## Task to carry out
Rewrite the records below as a numbered list, one item per line, skipping blank lines and leaving out the pictures.

----

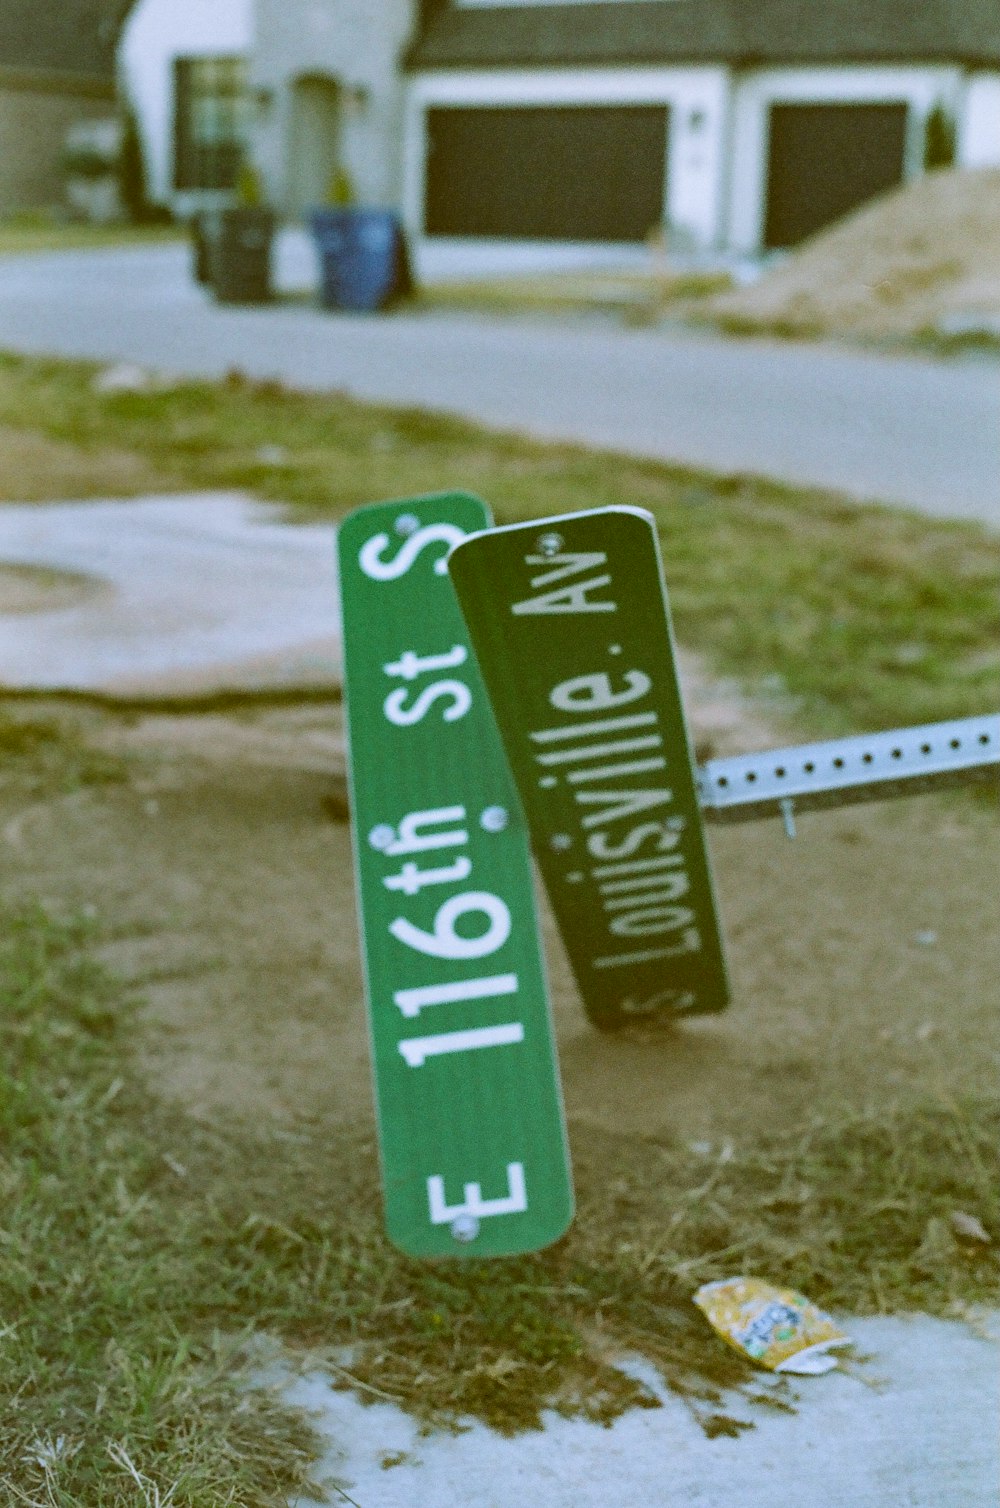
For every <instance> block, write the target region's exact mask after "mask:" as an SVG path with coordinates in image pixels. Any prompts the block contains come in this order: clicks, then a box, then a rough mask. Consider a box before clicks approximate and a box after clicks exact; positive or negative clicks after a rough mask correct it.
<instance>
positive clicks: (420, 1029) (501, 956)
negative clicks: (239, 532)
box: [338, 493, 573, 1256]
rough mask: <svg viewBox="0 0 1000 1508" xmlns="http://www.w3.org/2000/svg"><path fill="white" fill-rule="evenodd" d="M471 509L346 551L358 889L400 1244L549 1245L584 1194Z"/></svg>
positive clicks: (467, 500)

----

## Answer box
1. For every <instance> block, write the target region's exact mask after "mask:" as an SVG path with coordinates in image pixels. Any prompts the block contains come in this order: clicks, then a box, then a rough mask. Consider a box before clicks approximate and a box after clicks exact; positive or negative clicks after a rough mask correct it.
2. <instance>
3. positive clicks: (420, 1029) (501, 956)
4. negative clicks: (239, 532)
5. box: [338, 493, 573, 1256]
6. rough mask: <svg viewBox="0 0 1000 1508" xmlns="http://www.w3.org/2000/svg"><path fill="white" fill-rule="evenodd" d="M471 509L346 551L358 889L400 1244L549 1245L584 1194Z"/></svg>
7. positive clicks: (467, 500)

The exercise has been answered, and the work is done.